> **Directions**
Pull out every line of the material below that contains the word "shoulder", and copy each of those lines unchanged.

> **Records for the exercise**
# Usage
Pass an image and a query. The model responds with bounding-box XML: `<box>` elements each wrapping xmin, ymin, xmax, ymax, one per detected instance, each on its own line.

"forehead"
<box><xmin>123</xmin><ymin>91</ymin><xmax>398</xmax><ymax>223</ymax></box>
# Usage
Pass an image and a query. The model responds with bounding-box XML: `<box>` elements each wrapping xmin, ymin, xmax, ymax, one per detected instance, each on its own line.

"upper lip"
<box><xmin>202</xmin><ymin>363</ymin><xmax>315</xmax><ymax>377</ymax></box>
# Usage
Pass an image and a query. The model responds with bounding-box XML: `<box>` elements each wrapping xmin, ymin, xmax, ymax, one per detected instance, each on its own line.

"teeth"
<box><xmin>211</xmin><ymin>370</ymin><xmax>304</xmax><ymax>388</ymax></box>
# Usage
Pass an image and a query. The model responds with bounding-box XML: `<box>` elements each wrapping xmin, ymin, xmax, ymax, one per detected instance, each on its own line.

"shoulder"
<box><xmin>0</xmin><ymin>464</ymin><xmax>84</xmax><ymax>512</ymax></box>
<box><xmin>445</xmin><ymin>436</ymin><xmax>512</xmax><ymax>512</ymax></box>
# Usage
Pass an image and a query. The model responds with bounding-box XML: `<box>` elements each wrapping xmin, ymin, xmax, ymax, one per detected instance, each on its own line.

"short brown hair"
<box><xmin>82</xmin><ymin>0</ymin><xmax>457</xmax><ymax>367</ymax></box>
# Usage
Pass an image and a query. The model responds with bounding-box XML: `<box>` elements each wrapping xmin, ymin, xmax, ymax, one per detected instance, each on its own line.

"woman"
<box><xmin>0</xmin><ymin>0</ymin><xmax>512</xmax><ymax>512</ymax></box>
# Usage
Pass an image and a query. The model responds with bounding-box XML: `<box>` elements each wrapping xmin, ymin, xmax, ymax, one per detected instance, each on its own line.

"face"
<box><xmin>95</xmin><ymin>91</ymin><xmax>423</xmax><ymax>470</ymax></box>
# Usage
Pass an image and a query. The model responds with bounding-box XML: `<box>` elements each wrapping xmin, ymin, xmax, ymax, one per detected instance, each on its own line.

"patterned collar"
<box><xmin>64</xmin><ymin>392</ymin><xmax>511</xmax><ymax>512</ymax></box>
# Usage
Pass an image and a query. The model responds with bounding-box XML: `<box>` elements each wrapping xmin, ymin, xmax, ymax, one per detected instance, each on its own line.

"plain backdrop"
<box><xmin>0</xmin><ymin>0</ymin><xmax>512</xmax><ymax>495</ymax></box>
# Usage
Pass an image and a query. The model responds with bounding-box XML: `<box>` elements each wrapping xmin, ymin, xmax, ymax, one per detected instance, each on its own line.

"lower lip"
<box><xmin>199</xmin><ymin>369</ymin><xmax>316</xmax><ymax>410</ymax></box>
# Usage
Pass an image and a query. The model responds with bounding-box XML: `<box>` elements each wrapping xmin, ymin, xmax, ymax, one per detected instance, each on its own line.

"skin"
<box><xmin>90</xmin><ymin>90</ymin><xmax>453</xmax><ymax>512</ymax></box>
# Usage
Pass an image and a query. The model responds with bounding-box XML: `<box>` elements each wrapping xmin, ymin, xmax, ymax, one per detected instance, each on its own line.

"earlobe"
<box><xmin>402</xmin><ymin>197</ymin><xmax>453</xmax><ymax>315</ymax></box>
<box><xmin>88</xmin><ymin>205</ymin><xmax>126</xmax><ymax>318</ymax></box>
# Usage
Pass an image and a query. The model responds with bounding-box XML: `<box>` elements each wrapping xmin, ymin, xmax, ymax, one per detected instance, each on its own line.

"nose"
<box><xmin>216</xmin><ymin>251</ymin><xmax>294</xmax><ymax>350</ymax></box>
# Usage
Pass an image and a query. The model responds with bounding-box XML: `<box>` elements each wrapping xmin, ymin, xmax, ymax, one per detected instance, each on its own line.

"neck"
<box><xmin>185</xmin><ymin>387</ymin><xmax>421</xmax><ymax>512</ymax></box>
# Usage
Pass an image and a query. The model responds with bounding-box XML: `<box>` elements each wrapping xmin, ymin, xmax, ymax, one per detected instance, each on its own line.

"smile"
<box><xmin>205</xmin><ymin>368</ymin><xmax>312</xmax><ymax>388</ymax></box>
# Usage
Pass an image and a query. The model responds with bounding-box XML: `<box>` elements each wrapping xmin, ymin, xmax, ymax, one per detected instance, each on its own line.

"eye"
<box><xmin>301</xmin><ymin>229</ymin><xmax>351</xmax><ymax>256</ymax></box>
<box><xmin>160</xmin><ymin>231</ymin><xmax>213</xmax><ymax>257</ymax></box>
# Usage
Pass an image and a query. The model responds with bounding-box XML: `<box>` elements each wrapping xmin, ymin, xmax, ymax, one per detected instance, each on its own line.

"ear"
---
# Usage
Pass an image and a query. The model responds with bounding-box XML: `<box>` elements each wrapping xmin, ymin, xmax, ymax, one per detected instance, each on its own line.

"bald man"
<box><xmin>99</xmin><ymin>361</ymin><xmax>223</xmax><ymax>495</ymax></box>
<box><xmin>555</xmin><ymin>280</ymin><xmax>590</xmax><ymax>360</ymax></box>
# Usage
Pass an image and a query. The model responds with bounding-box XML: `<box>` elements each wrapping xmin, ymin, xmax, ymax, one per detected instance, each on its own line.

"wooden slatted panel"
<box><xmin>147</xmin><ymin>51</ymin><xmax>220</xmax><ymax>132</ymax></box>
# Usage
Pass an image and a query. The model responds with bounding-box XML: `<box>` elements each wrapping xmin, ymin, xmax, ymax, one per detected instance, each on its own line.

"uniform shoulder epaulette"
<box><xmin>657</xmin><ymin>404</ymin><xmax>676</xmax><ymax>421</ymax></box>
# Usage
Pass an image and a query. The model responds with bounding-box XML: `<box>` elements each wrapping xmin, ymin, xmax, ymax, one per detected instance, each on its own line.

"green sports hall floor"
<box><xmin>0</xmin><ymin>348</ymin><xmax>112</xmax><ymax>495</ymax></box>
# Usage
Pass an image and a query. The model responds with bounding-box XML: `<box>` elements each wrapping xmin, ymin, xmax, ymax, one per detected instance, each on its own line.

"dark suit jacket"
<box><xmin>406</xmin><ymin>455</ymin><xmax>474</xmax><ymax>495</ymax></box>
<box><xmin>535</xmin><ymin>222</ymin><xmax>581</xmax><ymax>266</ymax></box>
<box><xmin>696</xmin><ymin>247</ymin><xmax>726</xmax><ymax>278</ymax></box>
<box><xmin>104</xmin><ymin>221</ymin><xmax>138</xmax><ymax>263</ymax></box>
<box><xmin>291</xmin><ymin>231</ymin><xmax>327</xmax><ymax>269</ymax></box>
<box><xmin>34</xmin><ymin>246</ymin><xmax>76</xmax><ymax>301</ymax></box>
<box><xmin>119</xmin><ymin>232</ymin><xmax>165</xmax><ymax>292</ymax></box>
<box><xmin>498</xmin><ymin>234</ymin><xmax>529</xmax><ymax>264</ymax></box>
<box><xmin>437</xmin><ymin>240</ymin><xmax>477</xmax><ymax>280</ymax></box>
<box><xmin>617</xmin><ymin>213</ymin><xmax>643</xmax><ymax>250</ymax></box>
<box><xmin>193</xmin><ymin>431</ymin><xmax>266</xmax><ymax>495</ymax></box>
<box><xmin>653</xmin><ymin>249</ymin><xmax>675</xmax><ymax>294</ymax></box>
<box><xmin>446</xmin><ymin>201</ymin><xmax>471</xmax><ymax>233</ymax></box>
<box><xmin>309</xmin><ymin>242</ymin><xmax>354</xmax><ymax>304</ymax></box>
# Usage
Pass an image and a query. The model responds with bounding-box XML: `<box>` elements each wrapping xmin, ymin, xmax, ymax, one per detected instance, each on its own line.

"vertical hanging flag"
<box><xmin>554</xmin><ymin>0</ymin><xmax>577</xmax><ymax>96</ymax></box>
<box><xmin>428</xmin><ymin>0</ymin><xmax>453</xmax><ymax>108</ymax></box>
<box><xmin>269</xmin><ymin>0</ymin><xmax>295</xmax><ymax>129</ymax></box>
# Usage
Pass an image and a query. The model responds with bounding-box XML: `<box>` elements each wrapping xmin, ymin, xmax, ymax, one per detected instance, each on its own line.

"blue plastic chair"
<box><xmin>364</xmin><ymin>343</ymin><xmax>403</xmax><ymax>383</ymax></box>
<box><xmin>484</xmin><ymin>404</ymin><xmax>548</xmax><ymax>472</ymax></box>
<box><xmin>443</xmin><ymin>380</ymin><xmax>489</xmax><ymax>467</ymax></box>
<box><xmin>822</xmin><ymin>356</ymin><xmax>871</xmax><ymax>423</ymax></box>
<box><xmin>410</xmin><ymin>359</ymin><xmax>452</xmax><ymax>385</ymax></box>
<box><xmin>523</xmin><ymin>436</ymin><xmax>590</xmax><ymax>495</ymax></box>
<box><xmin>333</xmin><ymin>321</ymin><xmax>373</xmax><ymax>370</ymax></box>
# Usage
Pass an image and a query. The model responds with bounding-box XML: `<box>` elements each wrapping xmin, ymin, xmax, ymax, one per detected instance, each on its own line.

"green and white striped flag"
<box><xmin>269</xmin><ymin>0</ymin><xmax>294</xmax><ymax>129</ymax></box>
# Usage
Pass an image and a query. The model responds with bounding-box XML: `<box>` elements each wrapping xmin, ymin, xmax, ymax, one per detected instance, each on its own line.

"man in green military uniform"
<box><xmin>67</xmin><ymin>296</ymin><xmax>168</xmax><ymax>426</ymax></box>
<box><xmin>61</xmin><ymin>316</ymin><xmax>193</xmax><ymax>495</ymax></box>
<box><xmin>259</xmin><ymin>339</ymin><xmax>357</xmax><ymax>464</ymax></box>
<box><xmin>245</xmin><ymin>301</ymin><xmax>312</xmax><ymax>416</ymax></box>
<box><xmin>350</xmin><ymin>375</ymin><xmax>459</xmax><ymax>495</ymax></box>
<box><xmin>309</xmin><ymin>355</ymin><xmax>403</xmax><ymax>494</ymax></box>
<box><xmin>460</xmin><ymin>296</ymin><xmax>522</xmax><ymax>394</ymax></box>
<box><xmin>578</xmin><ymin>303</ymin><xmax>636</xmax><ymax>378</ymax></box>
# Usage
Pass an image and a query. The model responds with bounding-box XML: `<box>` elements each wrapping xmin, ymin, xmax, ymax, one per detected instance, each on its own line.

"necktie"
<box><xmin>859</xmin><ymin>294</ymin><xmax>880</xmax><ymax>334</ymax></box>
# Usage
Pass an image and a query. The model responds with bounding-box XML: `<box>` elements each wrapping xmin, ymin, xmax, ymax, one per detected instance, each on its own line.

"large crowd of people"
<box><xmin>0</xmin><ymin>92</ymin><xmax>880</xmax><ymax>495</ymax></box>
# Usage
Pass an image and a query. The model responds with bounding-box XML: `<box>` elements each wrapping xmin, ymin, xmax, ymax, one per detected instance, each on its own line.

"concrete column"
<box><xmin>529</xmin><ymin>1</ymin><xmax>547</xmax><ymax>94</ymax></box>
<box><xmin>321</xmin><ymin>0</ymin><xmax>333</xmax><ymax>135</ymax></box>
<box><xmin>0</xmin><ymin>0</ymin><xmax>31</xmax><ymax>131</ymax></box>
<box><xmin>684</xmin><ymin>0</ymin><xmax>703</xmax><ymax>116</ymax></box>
==
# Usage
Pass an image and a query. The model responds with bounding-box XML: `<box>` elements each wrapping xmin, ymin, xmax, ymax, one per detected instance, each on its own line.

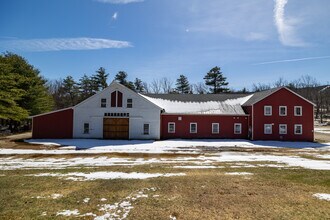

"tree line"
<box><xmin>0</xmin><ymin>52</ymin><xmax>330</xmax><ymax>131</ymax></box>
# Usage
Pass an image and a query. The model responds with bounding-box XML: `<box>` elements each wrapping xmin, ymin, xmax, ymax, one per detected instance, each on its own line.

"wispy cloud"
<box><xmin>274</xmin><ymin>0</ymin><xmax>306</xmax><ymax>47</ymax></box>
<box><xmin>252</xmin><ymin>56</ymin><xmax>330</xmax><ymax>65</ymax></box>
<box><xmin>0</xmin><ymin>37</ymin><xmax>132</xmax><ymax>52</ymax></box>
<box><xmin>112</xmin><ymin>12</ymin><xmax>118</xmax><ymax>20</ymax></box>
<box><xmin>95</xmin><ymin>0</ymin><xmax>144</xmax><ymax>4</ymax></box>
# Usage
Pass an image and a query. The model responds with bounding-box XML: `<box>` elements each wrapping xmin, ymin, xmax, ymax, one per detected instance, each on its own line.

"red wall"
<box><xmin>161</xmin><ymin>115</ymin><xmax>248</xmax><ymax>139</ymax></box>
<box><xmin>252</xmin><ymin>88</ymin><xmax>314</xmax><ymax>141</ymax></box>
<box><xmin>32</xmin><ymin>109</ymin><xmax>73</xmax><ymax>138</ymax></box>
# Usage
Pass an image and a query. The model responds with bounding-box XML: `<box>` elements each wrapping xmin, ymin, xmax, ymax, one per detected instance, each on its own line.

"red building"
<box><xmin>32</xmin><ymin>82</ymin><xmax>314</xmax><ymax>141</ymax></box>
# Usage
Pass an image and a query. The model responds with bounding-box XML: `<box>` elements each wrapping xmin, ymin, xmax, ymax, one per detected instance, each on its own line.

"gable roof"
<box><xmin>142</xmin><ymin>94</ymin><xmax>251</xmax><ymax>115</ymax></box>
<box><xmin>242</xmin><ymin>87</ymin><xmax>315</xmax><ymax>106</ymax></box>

> **Result of the exercise**
"shoulder"
"uniform shoulder epaulette"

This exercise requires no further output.